◆ WORK INSTRUCTIONS
Count the lines in the records below that contain the string "board" with the same capitalization, and reply with only that number.

BEGIN GIVEN DATA

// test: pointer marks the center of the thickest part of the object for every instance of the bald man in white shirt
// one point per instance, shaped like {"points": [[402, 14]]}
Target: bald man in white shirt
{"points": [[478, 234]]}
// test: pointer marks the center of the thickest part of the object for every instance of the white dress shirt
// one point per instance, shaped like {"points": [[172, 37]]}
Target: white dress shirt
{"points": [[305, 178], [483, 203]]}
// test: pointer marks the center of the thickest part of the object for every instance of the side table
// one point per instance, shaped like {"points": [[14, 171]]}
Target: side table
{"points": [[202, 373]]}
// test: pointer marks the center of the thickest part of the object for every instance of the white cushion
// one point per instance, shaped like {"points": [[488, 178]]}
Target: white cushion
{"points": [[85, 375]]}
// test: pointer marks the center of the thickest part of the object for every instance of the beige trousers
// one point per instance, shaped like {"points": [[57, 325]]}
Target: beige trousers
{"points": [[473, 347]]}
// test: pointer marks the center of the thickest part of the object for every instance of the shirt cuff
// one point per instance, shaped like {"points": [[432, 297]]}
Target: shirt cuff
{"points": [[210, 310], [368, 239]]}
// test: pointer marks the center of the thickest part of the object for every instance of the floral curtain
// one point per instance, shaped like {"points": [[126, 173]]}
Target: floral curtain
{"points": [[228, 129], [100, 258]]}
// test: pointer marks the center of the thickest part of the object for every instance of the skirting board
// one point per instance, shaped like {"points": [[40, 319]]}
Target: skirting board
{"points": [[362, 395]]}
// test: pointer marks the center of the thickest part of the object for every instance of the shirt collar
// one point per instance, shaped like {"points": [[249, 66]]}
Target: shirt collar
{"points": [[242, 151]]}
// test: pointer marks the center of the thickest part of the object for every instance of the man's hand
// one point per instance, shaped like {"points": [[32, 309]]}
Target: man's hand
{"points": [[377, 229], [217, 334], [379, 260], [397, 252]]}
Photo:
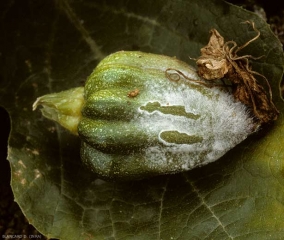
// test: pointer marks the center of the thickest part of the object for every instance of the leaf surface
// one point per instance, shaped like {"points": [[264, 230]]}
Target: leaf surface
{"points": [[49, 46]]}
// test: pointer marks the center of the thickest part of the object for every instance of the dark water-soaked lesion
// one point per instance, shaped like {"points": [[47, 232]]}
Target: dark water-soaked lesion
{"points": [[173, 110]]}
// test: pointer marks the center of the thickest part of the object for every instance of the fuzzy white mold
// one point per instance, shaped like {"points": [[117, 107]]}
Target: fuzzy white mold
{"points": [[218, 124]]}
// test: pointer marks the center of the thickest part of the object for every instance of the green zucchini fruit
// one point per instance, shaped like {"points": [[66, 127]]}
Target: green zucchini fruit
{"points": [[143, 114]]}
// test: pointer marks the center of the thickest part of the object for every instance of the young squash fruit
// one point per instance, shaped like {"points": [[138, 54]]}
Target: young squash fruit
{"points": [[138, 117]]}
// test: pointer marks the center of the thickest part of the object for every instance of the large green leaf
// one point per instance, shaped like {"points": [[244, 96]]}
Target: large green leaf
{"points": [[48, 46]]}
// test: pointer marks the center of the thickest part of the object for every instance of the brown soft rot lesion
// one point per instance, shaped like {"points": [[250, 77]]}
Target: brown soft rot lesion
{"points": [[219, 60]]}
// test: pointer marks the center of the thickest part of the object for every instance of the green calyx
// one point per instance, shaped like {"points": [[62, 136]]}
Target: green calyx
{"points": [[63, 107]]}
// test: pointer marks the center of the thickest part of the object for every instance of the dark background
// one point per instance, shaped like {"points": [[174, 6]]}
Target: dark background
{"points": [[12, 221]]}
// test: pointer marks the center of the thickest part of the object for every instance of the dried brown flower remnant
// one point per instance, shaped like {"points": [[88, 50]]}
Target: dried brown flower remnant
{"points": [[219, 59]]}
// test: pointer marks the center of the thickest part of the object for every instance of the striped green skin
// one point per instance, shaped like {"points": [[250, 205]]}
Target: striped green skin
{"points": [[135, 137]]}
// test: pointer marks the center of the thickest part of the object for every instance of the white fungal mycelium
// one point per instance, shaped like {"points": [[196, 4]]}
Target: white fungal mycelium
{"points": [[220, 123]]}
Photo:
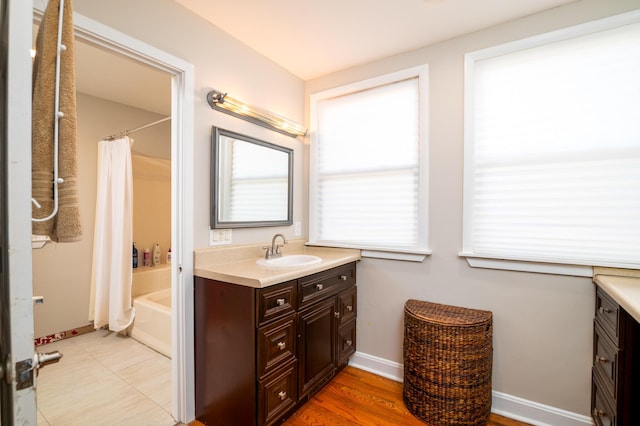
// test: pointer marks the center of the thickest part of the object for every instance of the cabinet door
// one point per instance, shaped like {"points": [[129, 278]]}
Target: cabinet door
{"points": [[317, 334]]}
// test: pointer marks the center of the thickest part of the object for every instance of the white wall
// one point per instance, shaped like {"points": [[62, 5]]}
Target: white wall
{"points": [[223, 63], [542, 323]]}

END GIVEN DATA
BEGIN GIVEN DATA

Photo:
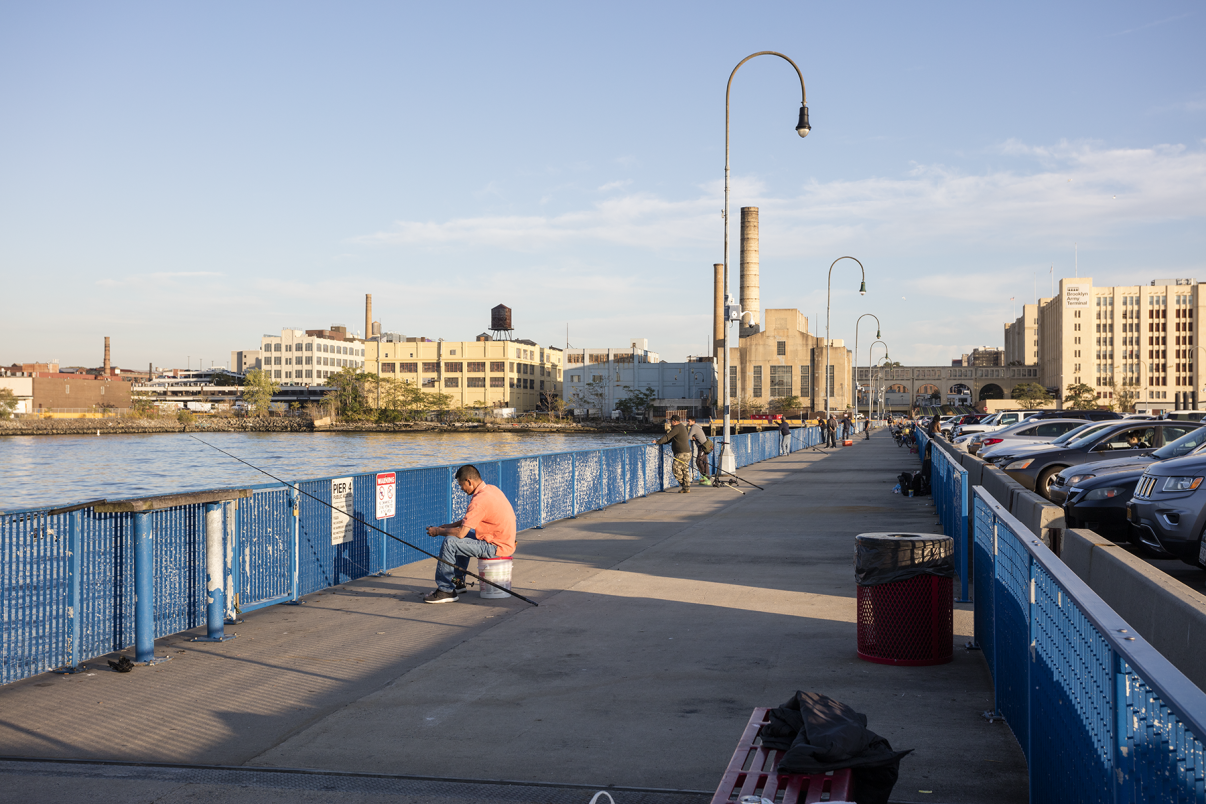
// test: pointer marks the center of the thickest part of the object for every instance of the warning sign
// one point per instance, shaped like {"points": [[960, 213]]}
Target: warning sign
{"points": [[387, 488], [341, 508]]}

END GIVEN DATA
BEGIN GIVEN DATA

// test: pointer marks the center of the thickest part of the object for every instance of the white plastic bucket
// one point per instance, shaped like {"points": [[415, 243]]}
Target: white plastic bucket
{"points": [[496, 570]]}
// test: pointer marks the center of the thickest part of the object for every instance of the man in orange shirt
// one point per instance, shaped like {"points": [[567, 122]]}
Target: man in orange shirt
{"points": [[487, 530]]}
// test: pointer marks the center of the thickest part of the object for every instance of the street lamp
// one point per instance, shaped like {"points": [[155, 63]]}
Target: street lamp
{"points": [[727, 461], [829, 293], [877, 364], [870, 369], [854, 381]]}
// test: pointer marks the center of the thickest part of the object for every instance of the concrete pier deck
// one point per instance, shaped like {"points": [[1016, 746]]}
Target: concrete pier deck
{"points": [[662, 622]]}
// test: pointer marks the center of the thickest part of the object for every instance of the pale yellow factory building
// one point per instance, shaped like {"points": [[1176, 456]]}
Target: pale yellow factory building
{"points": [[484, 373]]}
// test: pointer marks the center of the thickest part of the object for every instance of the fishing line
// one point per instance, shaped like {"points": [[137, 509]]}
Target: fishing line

END GIVEN DATA

◆ ANSWER TO THIS PROBLEM
2